WORK INSTRUCTION -
Images should not appear in the copy, yet every line of the listing below must be printed exactly.
=== DATASET CONTENT ===
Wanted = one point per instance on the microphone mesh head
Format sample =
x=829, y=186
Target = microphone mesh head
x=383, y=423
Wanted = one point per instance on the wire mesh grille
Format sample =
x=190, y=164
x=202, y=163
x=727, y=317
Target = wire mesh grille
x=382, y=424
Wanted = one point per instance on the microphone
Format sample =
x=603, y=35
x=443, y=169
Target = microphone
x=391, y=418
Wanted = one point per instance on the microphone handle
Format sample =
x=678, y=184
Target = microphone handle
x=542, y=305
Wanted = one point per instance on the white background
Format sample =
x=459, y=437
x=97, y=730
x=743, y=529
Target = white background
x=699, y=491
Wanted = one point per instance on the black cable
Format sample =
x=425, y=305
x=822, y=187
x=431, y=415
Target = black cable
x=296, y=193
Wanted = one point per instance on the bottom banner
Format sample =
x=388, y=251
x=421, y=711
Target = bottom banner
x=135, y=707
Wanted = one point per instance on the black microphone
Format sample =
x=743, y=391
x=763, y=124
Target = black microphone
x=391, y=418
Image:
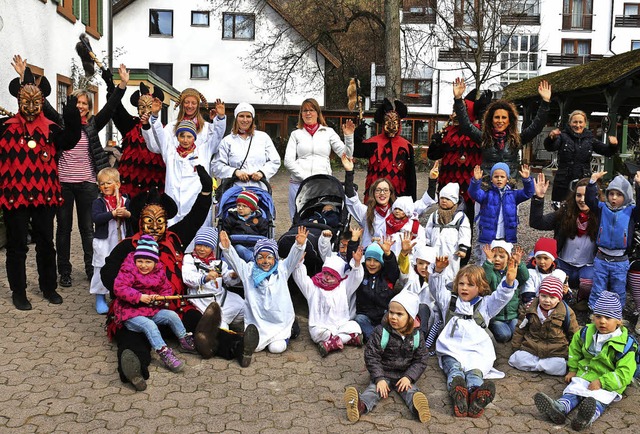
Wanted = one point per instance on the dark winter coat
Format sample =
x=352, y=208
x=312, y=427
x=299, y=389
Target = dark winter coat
x=398, y=359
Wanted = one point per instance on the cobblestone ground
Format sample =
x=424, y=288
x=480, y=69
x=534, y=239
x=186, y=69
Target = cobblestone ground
x=58, y=374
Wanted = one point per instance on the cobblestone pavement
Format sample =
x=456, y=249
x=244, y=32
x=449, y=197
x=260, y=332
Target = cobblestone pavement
x=58, y=374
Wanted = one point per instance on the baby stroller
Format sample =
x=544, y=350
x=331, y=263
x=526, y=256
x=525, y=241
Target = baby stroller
x=315, y=192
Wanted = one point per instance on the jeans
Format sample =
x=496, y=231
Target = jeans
x=149, y=326
x=83, y=193
x=453, y=368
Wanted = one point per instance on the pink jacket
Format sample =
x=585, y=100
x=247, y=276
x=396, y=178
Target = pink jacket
x=130, y=284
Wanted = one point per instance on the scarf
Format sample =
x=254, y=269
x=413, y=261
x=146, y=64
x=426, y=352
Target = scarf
x=311, y=129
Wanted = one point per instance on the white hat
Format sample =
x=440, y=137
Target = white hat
x=244, y=107
x=409, y=301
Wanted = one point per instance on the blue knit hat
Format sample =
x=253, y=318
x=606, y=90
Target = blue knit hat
x=374, y=251
x=501, y=166
x=608, y=305
x=206, y=236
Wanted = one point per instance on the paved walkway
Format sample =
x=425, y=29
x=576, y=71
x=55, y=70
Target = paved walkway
x=58, y=374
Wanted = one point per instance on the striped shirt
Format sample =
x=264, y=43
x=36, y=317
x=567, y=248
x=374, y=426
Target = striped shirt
x=75, y=165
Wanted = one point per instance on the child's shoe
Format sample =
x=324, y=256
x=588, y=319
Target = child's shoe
x=460, y=396
x=421, y=407
x=480, y=398
x=169, y=359
x=586, y=411
x=332, y=344
x=355, y=407
x=187, y=344
x=553, y=409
===
TASK RESPONSE -
Wanted = one point per instance on the microphone mesh head
Format sample =
x=829, y=186
Target = microphone mesh head
x=383, y=423
Wanted = one point per instance on the wire mesh grille
Format sample =
x=190, y=164
x=202, y=163
x=727, y=317
Target = wire mesh grille
x=382, y=424
Wanted = one point per instance on the microphone
Format sample =
x=603, y=35
x=443, y=169
Target = microphone
x=391, y=418
Wanted = one point per instance on the microphone handle
Format sample =
x=678, y=184
Target = microphone handle
x=542, y=305
Wanted = one point per instance on the white background
Format sample =
x=459, y=437
x=97, y=730
x=743, y=529
Target = white background
x=699, y=491
Wanted = one point per instance on the black cable
Format sample =
x=425, y=305
x=822, y=187
x=431, y=415
Target = black cable
x=296, y=193
Wanted = one point per instance on the bottom banner
Format sample =
x=388, y=251
x=421, y=711
Target = bottom banner
x=135, y=707
Wanted = one point per instance on the black microphone
Format sample =
x=743, y=391
x=763, y=124
Target = black microphone
x=391, y=418
Image:
Wanted = one point per instance on the dark winter coat
Format sample =
x=352, y=208
x=312, y=427
x=299, y=389
Target = dark winter coat
x=398, y=359
Wanted = one point per instance on the cobblestone ground
Format sample =
x=424, y=288
x=480, y=69
x=534, y=239
x=186, y=69
Target = cobblestone ground
x=58, y=374
Wanted = one point per instance on the cobblestone pavement
Format sample =
x=456, y=249
x=244, y=32
x=449, y=197
x=260, y=332
Target = cobblestone pavement
x=58, y=374
Wanted = one point per instance on the baby stroller
Format sample =
x=544, y=350
x=331, y=263
x=526, y=256
x=525, y=241
Target = baby stroller
x=315, y=192
Wanted = one point per instance on the jeans
Format sample =
x=496, y=231
Target = jeans
x=149, y=326
x=83, y=193
x=453, y=368
Wanted = one point per instance on the pink jacket
Format sample =
x=585, y=100
x=247, y=276
x=396, y=178
Target = pink jacket
x=130, y=284
Wanted = one point per instance on the scarf
Format sample =
x=254, y=269
x=413, y=261
x=146, y=64
x=426, y=352
Target = scarf
x=311, y=129
Wanted = one point per instance on the white hat
Format sample =
x=440, y=137
Target = white hat
x=244, y=107
x=409, y=301
Wanted = one point per instance on the blue knit hat
Format sample =
x=253, y=318
x=606, y=90
Target = blue knit hat
x=374, y=251
x=501, y=166
x=608, y=305
x=206, y=236
Wanted = one point per instance on the paved walkway
Format sample =
x=425, y=29
x=576, y=71
x=55, y=70
Target = paved walkway
x=58, y=374
Wanted = one point per instance on the striped shirt
Format sample =
x=264, y=43
x=36, y=317
x=567, y=248
x=374, y=426
Target = striped shirt
x=75, y=165
Wanted = one point per instance on the child's shoe
Format sample =
x=324, y=256
x=588, y=319
Target = child's shoe
x=460, y=396
x=421, y=407
x=480, y=398
x=169, y=359
x=586, y=411
x=332, y=344
x=355, y=407
x=187, y=344
x=553, y=409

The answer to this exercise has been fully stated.